THE EXERCISE: Pull out every line in the entries below that contains the word "necklace", treating uppercase and lowercase as different.

•••

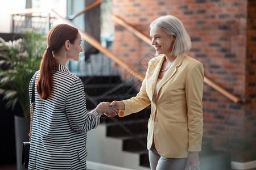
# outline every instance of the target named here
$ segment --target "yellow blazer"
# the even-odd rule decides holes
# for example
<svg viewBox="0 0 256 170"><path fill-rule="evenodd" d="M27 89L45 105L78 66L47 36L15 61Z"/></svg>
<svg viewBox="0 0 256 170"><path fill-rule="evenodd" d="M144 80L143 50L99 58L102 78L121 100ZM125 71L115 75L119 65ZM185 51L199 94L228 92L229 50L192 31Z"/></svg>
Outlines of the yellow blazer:
<svg viewBox="0 0 256 170"><path fill-rule="evenodd" d="M149 61L139 93L122 101L125 110L119 116L138 112L151 104L147 149L154 139L161 156L187 158L188 151L201 151L204 67L185 54L178 56L161 80L155 103L154 91L164 57L160 55Z"/></svg>

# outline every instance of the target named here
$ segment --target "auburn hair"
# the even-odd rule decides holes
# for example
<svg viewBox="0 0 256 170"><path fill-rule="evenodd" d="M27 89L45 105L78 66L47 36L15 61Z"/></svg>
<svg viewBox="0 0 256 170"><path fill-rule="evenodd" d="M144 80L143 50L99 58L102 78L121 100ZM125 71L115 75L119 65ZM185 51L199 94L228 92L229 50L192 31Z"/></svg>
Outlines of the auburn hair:
<svg viewBox="0 0 256 170"><path fill-rule="evenodd" d="M67 40L73 43L77 37L77 28L68 24L58 24L49 31L47 36L48 46L44 52L40 65L40 76L36 83L36 90L40 99L46 99L51 96L53 81L52 76L58 70L58 63L53 57Z"/></svg>

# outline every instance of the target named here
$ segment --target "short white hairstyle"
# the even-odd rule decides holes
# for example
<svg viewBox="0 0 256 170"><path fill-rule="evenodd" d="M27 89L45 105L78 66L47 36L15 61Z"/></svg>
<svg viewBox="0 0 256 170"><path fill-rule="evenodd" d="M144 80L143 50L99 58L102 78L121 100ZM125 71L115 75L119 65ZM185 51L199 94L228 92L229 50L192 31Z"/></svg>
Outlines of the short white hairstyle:
<svg viewBox="0 0 256 170"><path fill-rule="evenodd" d="M184 54L191 48L191 40L183 24L173 15L162 16L151 23L150 28L158 27L170 37L175 36L175 41L171 55L178 56Z"/></svg>

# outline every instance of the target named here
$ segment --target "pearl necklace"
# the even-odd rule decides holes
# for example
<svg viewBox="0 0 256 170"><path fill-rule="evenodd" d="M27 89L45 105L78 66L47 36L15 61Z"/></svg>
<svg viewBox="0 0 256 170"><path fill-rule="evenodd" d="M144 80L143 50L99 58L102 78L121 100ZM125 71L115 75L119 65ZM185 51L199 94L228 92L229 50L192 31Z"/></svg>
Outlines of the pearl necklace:
<svg viewBox="0 0 256 170"><path fill-rule="evenodd" d="M164 60L164 61L166 61L166 60ZM170 65L170 66L169 66L166 69L162 70L162 69L160 69L160 70L162 71L163 71L163 72L165 72L165 71L167 71L168 69L169 69L170 67L171 67L171 66L172 65L173 63L174 63L174 62L172 62L171 63L171 64Z"/></svg>

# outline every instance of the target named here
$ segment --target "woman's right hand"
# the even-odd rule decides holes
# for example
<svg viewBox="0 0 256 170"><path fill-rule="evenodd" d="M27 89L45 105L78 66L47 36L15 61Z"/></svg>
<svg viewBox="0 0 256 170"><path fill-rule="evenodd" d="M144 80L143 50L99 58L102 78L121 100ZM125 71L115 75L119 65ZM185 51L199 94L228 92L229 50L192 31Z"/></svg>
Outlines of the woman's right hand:
<svg viewBox="0 0 256 170"><path fill-rule="evenodd" d="M98 110L101 115L105 113L108 117L114 117L119 113L118 108L115 105L111 106L109 102L101 102L95 109Z"/></svg>
<svg viewBox="0 0 256 170"><path fill-rule="evenodd" d="M110 104L110 106L115 106L116 108L118 108L119 110L125 110L125 105L122 101L116 101L114 100Z"/></svg>

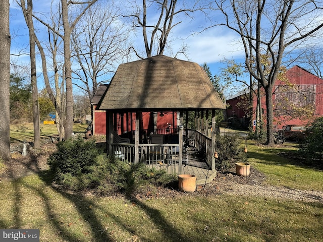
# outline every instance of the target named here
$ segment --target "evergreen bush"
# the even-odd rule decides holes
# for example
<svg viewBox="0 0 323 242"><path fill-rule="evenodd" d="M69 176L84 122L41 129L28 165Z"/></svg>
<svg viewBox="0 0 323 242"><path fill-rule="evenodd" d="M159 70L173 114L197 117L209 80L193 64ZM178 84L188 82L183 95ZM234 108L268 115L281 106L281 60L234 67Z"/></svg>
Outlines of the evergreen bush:
<svg viewBox="0 0 323 242"><path fill-rule="evenodd" d="M323 166L323 117L316 118L306 128L305 141L300 146L300 151L311 165Z"/></svg>
<svg viewBox="0 0 323 242"><path fill-rule="evenodd" d="M125 192L130 195L165 186L174 178L165 170L108 158L94 140L71 139L59 143L57 147L47 162L55 181L67 189L92 189L101 195Z"/></svg>

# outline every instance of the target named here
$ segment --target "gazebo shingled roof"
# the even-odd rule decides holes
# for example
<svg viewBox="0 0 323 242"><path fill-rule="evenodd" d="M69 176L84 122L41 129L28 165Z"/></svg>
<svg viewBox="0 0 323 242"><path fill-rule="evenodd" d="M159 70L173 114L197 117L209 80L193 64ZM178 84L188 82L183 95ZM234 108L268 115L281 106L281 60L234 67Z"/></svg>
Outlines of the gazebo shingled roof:
<svg viewBox="0 0 323 242"><path fill-rule="evenodd" d="M225 109L207 75L197 63L163 55L120 65L98 109Z"/></svg>

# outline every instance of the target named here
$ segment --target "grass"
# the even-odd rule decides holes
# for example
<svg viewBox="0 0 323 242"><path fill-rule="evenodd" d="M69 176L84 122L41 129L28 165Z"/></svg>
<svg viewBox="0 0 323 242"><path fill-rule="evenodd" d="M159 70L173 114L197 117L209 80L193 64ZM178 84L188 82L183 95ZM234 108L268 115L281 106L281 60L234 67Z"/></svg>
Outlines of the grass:
<svg viewBox="0 0 323 242"><path fill-rule="evenodd" d="M296 152L295 143L285 143L277 147L257 146L249 142L248 161L266 174L266 183L294 189L323 191L323 172L284 156Z"/></svg>
<svg viewBox="0 0 323 242"><path fill-rule="evenodd" d="M88 125L81 124L74 124L73 131L75 133L84 133ZM50 136L58 135L58 133L56 125L43 125L40 126L40 137L41 138L49 138ZM12 125L10 126L10 142L28 142L33 141L34 127L32 123Z"/></svg>
<svg viewBox="0 0 323 242"><path fill-rule="evenodd" d="M296 149L248 141L247 155L268 184L322 191L323 172L281 155ZM322 241L321 203L197 193L130 200L69 193L50 183L46 171L0 182L0 227L39 228L42 241Z"/></svg>
<svg viewBox="0 0 323 242"><path fill-rule="evenodd" d="M231 195L146 201L82 196L46 174L0 185L0 226L41 241L319 241L323 204ZM224 209L225 208L225 209Z"/></svg>

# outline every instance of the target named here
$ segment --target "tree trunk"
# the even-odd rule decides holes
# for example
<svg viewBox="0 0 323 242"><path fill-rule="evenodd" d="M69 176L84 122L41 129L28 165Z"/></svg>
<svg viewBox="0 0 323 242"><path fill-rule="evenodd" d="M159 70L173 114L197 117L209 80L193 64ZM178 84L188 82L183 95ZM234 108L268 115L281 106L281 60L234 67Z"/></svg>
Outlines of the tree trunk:
<svg viewBox="0 0 323 242"><path fill-rule="evenodd" d="M25 10L25 6L23 9ZM40 147L40 130L39 129L39 109L38 105L38 90L37 87L37 74L36 72L36 49L35 31L32 22L32 0L27 1L27 11L24 15L29 31L29 45L30 49L30 71L32 96L32 114L34 124L34 148Z"/></svg>
<svg viewBox="0 0 323 242"><path fill-rule="evenodd" d="M65 140L72 136L73 133L73 85L71 64L71 27L69 23L67 3L62 0L62 14L64 28L64 68L66 87L66 119L65 122Z"/></svg>
<svg viewBox="0 0 323 242"><path fill-rule="evenodd" d="M9 0L0 4L0 158L10 158Z"/></svg>
<svg viewBox="0 0 323 242"><path fill-rule="evenodd" d="M275 144L274 139L274 108L273 107L273 87L269 85L264 88L266 93L266 119L267 120L267 143L271 145Z"/></svg>

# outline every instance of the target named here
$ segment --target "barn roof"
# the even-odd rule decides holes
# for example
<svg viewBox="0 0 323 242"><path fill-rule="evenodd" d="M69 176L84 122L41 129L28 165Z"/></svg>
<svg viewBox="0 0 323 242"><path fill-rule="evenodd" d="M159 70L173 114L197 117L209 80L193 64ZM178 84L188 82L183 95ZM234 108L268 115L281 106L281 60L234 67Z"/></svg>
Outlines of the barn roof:
<svg viewBox="0 0 323 242"><path fill-rule="evenodd" d="M163 55L119 66L100 109L225 109L198 64Z"/></svg>

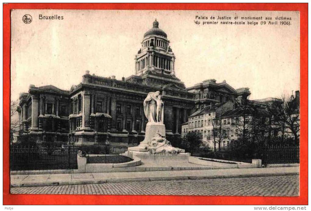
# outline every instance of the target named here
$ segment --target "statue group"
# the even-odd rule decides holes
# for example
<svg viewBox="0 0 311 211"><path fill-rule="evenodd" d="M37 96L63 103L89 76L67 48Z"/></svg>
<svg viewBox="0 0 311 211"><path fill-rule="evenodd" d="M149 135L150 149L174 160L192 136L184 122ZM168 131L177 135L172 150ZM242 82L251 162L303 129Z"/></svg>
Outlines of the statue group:
<svg viewBox="0 0 311 211"><path fill-rule="evenodd" d="M148 122L163 124L164 107L160 91L148 93L144 101L144 111Z"/></svg>
<svg viewBox="0 0 311 211"><path fill-rule="evenodd" d="M151 154L176 154L184 152L183 149L172 146L165 138L165 127L163 124L164 108L164 103L161 99L160 92L158 91L148 93L144 100L144 111L148 120L148 123L152 125L150 126L150 130L147 130L146 128L145 140L142 142L147 144L145 145L144 149ZM156 124L154 125L155 123ZM162 128L162 133L158 130L155 131L157 128ZM151 133L151 134L150 134Z"/></svg>

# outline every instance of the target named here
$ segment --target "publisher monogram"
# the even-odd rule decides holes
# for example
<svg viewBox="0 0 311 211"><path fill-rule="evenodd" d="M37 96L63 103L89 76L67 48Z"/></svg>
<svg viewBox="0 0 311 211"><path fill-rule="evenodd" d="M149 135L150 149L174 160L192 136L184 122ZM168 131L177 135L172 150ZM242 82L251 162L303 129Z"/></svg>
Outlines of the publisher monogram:
<svg viewBox="0 0 311 211"><path fill-rule="evenodd" d="M23 16L23 21L26 24L28 24L32 21L32 17L30 15L25 15Z"/></svg>

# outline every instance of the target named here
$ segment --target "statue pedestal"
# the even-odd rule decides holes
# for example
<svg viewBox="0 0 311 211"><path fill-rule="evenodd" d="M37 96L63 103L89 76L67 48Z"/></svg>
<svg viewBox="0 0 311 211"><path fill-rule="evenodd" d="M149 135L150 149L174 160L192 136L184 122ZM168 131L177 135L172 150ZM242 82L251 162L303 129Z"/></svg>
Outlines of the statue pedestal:
<svg viewBox="0 0 311 211"><path fill-rule="evenodd" d="M129 147L128 150L146 152L146 147L149 145L152 138L158 131L163 136L165 136L165 125L161 122L148 122L146 126L145 139L137 146Z"/></svg>

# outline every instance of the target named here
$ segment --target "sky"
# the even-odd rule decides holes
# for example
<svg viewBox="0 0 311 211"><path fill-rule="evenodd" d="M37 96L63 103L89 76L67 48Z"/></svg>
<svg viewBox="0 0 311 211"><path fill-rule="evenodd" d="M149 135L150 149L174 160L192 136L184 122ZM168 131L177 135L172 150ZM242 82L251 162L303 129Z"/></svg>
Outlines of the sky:
<svg viewBox="0 0 311 211"><path fill-rule="evenodd" d="M32 17L29 24L22 21L26 14ZM40 14L63 19L40 20ZM291 20L290 26L195 23L196 16L212 15ZM249 88L250 99L299 90L298 12L17 10L11 13L12 99L30 84L69 90L86 70L119 80L134 74L135 55L155 18L167 34L176 76L186 87L225 80L235 89Z"/></svg>

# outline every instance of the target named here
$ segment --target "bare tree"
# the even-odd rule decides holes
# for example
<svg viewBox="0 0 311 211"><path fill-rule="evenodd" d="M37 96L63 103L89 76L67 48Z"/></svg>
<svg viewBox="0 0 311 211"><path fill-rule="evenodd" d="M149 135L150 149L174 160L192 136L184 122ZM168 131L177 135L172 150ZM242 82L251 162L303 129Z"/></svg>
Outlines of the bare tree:
<svg viewBox="0 0 311 211"><path fill-rule="evenodd" d="M283 95L273 105L273 124L281 131L282 140L289 133L292 135L298 143L300 126L299 99Z"/></svg>
<svg viewBox="0 0 311 211"><path fill-rule="evenodd" d="M20 112L21 108L18 106L18 101L11 100L10 104L10 141L12 142L17 137L21 125L18 116L18 113Z"/></svg>

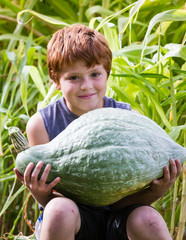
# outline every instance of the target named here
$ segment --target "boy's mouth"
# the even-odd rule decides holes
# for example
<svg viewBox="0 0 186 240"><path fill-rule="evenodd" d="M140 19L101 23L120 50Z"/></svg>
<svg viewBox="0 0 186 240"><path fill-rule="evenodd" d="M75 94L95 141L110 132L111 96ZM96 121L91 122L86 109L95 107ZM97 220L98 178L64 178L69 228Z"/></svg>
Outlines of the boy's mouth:
<svg viewBox="0 0 186 240"><path fill-rule="evenodd" d="M95 95L96 95L96 93L88 93L88 94L80 95L79 98L81 98L81 99L91 99Z"/></svg>

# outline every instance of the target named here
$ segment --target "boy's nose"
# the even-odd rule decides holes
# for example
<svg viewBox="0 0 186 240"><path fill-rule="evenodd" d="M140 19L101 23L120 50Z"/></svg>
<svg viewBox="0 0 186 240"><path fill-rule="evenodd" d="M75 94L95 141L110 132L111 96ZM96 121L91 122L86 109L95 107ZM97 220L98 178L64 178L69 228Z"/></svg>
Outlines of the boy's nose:
<svg viewBox="0 0 186 240"><path fill-rule="evenodd" d="M90 78L85 77L81 82L81 90L88 90L92 88L92 81Z"/></svg>

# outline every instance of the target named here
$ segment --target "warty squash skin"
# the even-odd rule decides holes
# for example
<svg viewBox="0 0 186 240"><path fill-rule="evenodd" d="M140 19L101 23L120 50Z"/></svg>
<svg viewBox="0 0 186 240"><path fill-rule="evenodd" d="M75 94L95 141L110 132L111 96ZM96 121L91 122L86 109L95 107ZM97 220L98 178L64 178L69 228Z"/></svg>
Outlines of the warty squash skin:
<svg viewBox="0 0 186 240"><path fill-rule="evenodd" d="M104 206L148 187L170 158L186 160L186 149L154 121L119 108L101 108L74 120L51 142L17 155L16 167L51 164L48 182L82 204Z"/></svg>

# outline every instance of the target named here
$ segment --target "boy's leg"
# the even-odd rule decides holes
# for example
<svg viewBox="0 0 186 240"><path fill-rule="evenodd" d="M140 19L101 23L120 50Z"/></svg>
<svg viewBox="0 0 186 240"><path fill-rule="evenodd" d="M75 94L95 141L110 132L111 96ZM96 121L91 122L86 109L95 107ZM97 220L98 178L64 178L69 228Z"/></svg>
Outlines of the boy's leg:
<svg viewBox="0 0 186 240"><path fill-rule="evenodd" d="M81 225L79 209L70 199L57 197L45 207L40 240L74 240Z"/></svg>
<svg viewBox="0 0 186 240"><path fill-rule="evenodd" d="M131 205L112 212L107 240L172 240L162 216L146 205Z"/></svg>
<svg viewBox="0 0 186 240"><path fill-rule="evenodd" d="M172 240L162 216L149 206L134 209L126 228L129 240Z"/></svg>

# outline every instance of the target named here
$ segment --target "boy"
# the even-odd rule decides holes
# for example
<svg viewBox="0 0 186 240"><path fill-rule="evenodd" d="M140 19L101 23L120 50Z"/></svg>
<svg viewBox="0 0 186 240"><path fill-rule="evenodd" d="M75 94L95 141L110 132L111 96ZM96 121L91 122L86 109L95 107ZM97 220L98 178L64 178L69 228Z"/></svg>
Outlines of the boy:
<svg viewBox="0 0 186 240"><path fill-rule="evenodd" d="M30 118L27 125L30 146L47 143L74 119L93 109L131 110L129 104L105 97L112 53L100 33L80 24L65 27L53 35L47 50L49 75L63 98ZM30 163L24 177L15 169L17 177L44 209L38 239L171 239L163 218L150 204L177 179L181 172L179 160L171 159L170 171L165 167L163 178L154 180L150 188L106 207L84 206L53 192L60 178L46 184L50 171L47 165L38 180L42 166L43 162L39 162L33 169Z"/></svg>

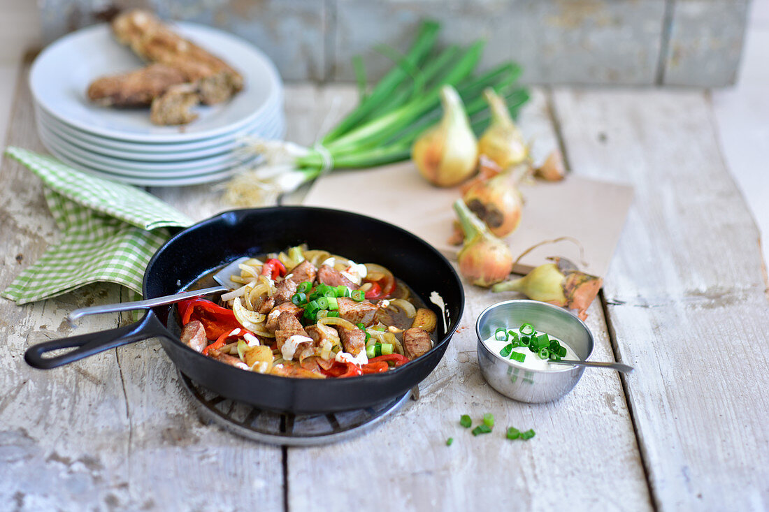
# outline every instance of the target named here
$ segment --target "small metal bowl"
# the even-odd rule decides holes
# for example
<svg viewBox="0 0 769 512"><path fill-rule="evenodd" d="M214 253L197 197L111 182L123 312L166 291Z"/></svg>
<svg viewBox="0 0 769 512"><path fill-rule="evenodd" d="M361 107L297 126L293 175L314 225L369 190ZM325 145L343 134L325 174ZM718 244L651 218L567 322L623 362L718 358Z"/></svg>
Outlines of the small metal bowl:
<svg viewBox="0 0 769 512"><path fill-rule="evenodd" d="M590 329L565 309L537 301L506 301L487 308L475 322L481 373L491 387L513 400L530 404L558 400L571 391L584 367L531 370L514 360L503 358L484 343L500 327L512 328L527 322L539 332L563 340L583 361L593 354Z"/></svg>

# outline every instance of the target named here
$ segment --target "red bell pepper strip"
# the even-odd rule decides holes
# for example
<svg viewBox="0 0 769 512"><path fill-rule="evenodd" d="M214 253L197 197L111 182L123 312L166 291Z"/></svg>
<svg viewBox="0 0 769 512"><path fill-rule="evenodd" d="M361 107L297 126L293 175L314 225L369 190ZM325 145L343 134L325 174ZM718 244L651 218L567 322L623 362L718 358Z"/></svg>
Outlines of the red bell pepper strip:
<svg viewBox="0 0 769 512"><path fill-rule="evenodd" d="M182 325L191 320L200 321L205 329L205 337L209 340L216 340L235 329L241 329L241 334L248 332L235 318L232 310L218 306L207 299L198 298L182 301L178 308Z"/></svg>
<svg viewBox="0 0 769 512"><path fill-rule="evenodd" d="M347 362L345 364L347 364L347 371L340 375L339 378L342 378L345 377L356 377L363 373L362 371L361 371L361 367L356 365L355 363Z"/></svg>
<svg viewBox="0 0 769 512"><path fill-rule="evenodd" d="M336 377L338 378L341 378L343 377L355 377L356 375L362 374L361 368L359 368L355 363L351 363L349 361L345 361L344 363L335 363L334 366L328 370L324 370L321 367L321 373L328 377Z"/></svg>
<svg viewBox="0 0 769 512"><path fill-rule="evenodd" d="M379 283L373 283L371 288L366 290L366 293L364 295L365 298L373 299L381 295L382 288L379 286Z"/></svg>
<svg viewBox="0 0 769 512"><path fill-rule="evenodd" d="M381 374L383 371L387 371L390 369L390 365L388 364L386 361L378 361L373 363L368 363L368 364L363 364L361 366L361 371L363 372L364 375L368 374Z"/></svg>
<svg viewBox="0 0 769 512"><path fill-rule="evenodd" d="M280 260L271 258L261 266L261 275L266 275L272 281L286 274L286 266Z"/></svg>
<svg viewBox="0 0 769 512"><path fill-rule="evenodd" d="M229 334L230 333L228 333L228 332L225 332L221 336L220 336L219 337L216 338L216 341L214 341L212 344L211 344L210 345L208 345L205 348L204 348L203 351L201 352L201 354L202 354L203 355L208 355L208 351L209 350L211 350L211 349L218 350L218 349L221 348L222 347L224 347L225 346L225 341L227 340L227 337L229 335Z"/></svg>
<svg viewBox="0 0 769 512"><path fill-rule="evenodd" d="M387 355L377 356L376 357L371 357L368 360L368 364L378 363L379 361L384 361L388 364L394 363L396 367L403 366L406 363L411 361L406 356L401 355L400 354L388 354Z"/></svg>
<svg viewBox="0 0 769 512"><path fill-rule="evenodd" d="M395 291L395 278L391 274L385 275L379 281L369 281L371 288L366 291L365 297L369 300L387 298Z"/></svg>

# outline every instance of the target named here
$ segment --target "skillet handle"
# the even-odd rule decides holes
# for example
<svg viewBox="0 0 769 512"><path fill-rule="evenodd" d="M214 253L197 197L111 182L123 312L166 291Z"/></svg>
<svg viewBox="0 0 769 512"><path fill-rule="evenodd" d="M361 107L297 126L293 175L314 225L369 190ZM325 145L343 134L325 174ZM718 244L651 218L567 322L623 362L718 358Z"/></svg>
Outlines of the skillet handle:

•••

FINISHED EXERCISE:
$ segment --target "pearl necklace"
Outlines of the pearl necklace:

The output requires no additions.